*EXERCISE BRIEF*.
The answer should consist of all the records, copied exactly.

*PROVIDED DATA*.

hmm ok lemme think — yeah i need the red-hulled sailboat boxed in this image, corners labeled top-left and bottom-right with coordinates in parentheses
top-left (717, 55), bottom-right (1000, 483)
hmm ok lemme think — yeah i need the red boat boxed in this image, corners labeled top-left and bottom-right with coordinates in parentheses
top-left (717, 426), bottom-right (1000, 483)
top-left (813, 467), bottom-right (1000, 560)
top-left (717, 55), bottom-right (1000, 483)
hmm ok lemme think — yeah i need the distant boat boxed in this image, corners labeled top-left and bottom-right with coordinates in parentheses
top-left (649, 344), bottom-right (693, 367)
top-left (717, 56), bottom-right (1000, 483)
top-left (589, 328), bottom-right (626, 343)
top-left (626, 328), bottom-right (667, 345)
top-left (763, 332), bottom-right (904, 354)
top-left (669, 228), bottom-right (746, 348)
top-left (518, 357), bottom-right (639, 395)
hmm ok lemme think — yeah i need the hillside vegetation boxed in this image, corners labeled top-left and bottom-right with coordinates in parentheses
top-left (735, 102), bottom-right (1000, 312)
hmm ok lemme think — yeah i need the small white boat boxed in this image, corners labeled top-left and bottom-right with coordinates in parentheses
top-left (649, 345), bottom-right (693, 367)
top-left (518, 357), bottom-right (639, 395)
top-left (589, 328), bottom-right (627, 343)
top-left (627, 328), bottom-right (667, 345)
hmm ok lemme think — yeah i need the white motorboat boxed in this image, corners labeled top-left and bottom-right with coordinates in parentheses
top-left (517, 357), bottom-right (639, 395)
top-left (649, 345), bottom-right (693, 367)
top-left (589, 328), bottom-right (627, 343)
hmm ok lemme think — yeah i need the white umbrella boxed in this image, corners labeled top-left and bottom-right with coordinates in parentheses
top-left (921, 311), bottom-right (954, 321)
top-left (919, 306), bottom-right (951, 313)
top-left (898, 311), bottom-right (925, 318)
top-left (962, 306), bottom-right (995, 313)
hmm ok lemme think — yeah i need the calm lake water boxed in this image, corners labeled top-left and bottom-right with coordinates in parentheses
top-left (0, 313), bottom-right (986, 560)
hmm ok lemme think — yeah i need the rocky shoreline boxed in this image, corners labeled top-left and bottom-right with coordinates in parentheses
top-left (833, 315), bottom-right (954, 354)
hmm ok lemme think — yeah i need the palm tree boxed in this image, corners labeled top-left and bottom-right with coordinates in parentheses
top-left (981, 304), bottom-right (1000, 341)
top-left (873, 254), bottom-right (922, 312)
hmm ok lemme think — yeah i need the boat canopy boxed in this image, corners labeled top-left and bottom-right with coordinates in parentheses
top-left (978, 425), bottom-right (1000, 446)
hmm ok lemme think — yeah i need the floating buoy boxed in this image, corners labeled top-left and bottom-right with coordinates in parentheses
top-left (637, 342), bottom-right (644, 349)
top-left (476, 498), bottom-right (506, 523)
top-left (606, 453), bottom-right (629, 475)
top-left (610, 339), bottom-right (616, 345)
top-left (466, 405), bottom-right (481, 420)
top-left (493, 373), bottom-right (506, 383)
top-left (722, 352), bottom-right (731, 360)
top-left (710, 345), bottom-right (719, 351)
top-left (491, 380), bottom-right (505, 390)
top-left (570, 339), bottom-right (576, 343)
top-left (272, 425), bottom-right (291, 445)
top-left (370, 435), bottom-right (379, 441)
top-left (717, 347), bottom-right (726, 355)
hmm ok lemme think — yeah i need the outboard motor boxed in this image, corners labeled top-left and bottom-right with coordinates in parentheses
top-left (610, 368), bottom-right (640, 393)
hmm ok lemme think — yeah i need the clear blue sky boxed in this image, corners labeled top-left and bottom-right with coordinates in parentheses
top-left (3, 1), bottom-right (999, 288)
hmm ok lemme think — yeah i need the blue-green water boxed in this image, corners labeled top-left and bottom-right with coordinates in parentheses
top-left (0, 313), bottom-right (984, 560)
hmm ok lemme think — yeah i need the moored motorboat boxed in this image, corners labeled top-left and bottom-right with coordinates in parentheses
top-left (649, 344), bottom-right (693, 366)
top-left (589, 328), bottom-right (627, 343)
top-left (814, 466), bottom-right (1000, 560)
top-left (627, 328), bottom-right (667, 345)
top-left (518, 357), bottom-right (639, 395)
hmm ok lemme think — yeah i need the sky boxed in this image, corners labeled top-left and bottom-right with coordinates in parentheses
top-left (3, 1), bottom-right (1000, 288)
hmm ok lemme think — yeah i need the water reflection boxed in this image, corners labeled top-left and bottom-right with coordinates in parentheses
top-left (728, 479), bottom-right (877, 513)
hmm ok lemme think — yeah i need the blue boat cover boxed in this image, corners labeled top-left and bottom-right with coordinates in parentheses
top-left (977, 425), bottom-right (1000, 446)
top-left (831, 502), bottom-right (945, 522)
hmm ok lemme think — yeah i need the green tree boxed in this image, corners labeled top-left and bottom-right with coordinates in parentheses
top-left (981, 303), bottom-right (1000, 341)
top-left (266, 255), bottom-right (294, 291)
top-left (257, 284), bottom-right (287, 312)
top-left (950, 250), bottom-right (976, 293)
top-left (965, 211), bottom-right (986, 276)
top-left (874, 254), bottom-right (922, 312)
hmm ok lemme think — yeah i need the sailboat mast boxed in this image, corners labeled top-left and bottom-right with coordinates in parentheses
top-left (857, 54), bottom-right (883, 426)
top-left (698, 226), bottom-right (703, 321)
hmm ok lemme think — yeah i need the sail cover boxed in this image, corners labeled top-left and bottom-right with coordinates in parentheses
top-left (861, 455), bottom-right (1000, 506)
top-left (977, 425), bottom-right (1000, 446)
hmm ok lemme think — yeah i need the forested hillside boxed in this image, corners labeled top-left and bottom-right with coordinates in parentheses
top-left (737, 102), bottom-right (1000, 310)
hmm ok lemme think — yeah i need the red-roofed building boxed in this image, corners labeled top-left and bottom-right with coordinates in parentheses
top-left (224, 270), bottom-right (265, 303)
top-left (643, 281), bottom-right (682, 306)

*PROBLEM SOLUTION*.
hmm ok lemme think — yeah i need the red-hulled sailboat boxed in this image, corners labeled top-left and bottom-right with coordinates in parentheses
top-left (717, 55), bottom-right (1000, 483)
hmm ok lemme think — yeah i need the red boat boxed in this image, corners labeled top-left and bottom-right with coordinates in parentheses
top-left (717, 426), bottom-right (1000, 483)
top-left (813, 467), bottom-right (1000, 560)
top-left (717, 55), bottom-right (1000, 483)
hmm ok lemme think — yeah i need the distant boat boxed in this image, corners labeled top-left and bottom-right with coordinates in parentheses
top-left (649, 344), bottom-right (693, 367)
top-left (717, 56), bottom-right (1000, 483)
top-left (589, 328), bottom-right (626, 343)
top-left (626, 328), bottom-right (667, 345)
top-left (763, 332), bottom-right (904, 354)
top-left (669, 228), bottom-right (746, 348)
top-left (518, 357), bottom-right (639, 395)
hmm ok lemme think — yeah i need the hillside vegetation boxed in this image, corners labeled top-left and bottom-right with coordinates in parentheses
top-left (735, 102), bottom-right (1000, 312)
hmm ok lemme think — yeah i need the small white boat boxed in this image, corners labeled top-left and bottom-right with coordinates in parentheses
top-left (649, 345), bottom-right (693, 367)
top-left (518, 357), bottom-right (639, 395)
top-left (589, 328), bottom-right (627, 343)
top-left (627, 328), bottom-right (667, 345)
hmm ok lemme think — yeah i need the white motorboat boxed in this image, corners labeled top-left and bottom-right with coordinates in parentheses
top-left (517, 357), bottom-right (639, 395)
top-left (649, 345), bottom-right (693, 367)
top-left (589, 328), bottom-right (627, 343)
hmm ok lemme think — yeah i need the white umbrella boxed in this image, corners labeled top-left and bottom-right with coordinates in parentheses
top-left (921, 311), bottom-right (954, 321)
top-left (919, 306), bottom-right (951, 313)
top-left (898, 311), bottom-right (925, 318)
top-left (962, 306), bottom-right (995, 313)
hmm ok lemme think — yeah i need the calm lake water boxed in this image, corners labeled top-left and bottom-right with coordinates in parentheses
top-left (0, 313), bottom-right (986, 560)
hmm ok lemme think — yeah i need the rocky shoreline boxed in this image, corners labeled top-left and bottom-right with coordinates in parentheses
top-left (833, 315), bottom-right (954, 354)
hmm ok lemme think — yeah i need the palm tree boxed in this image, corners labeled top-left and bottom-right with coordinates in parentheses
top-left (981, 304), bottom-right (1000, 341)
top-left (873, 254), bottom-right (922, 312)
hmm ok lemme think — yeah i need the boat canopy boxed in this image, corners labeled top-left and bottom-right with coordinates in parentheses
top-left (978, 425), bottom-right (1000, 446)
hmm ok lemme think — yeah i need the floating buoy boxed in this image, corners labeled top-left and bottom-right with coordinates in parentheses
top-left (637, 342), bottom-right (644, 349)
top-left (476, 498), bottom-right (506, 523)
top-left (606, 453), bottom-right (629, 475)
top-left (610, 339), bottom-right (616, 345)
top-left (466, 405), bottom-right (481, 420)
top-left (493, 373), bottom-right (506, 383)
top-left (722, 352), bottom-right (731, 360)
top-left (710, 345), bottom-right (719, 351)
top-left (491, 380), bottom-right (505, 390)
top-left (570, 339), bottom-right (576, 343)
top-left (272, 425), bottom-right (291, 445)
top-left (370, 435), bottom-right (379, 441)
top-left (717, 347), bottom-right (726, 355)
hmm ok lemme think — yeah i need the outboard motor boxed in this image, corners labeled top-left and bottom-right with coordinates in parentheses
top-left (610, 368), bottom-right (640, 393)
hmm ok lemme think — yeah i need the clear blue sky boxed in this image, corners labeled top-left and bottom-right with coordinates in parentheses
top-left (3, 1), bottom-right (999, 288)
hmm ok lemme think — yeah i need the blue-green water boxed in this image, corners labeled top-left and bottom-right with coordinates in parentheses
top-left (0, 313), bottom-right (984, 560)
hmm ok lemme think — yeah i need the moored motorboat boxed in this image, corners labeled top-left and bottom-right with coordinates in parentheses
top-left (649, 344), bottom-right (693, 366)
top-left (589, 328), bottom-right (627, 343)
top-left (814, 466), bottom-right (1000, 560)
top-left (627, 328), bottom-right (667, 345)
top-left (518, 357), bottom-right (639, 395)
hmm ok lemme think — yeah i need the sky boxed in this image, corners labeled top-left and bottom-right with coordinates in parentheses
top-left (3, 1), bottom-right (1000, 288)
hmm ok lemme think — yeah i need the water reflection boxed in this image, corners labeled top-left and bottom-right with coordinates in parentheses
top-left (728, 479), bottom-right (877, 513)
hmm ok lemme think — yeah i need the blue boat cover boxed in this image, corners labeled top-left and bottom-right with coordinates in parentheses
top-left (977, 425), bottom-right (1000, 446)
top-left (831, 502), bottom-right (945, 522)
hmm ok lemme think — yeah i need the green tree boxed in this image, corners labeled top-left and bottom-right with coordinates in parentheses
top-left (981, 303), bottom-right (1000, 341)
top-left (266, 255), bottom-right (294, 291)
top-left (257, 284), bottom-right (287, 312)
top-left (950, 250), bottom-right (976, 293)
top-left (965, 211), bottom-right (986, 276)
top-left (874, 254), bottom-right (922, 312)
hmm ok lemme think — yeah i need the sailboat mast boxed in this image, corners labeled top-left and bottom-right with coordinates in parentheses
top-left (857, 54), bottom-right (883, 426)
top-left (698, 226), bottom-right (703, 321)
hmm ok lemme think — yeah i need the sail cover boxed in this image, corners labeled top-left and bottom-right with coordinates in parentheses
top-left (861, 455), bottom-right (1000, 506)
top-left (977, 425), bottom-right (1000, 446)
hmm ok lemme think — yeah i need the forested hillside boxed in this image, corners labeled top-left and bottom-right with coordinates in parentheses
top-left (737, 102), bottom-right (1000, 310)
hmm ok lemme think — yeah i need the red-roofed building boxed in this image, corners labeled top-left and bottom-right with coordinates in parentheses
top-left (224, 270), bottom-right (265, 303)
top-left (643, 281), bottom-right (682, 306)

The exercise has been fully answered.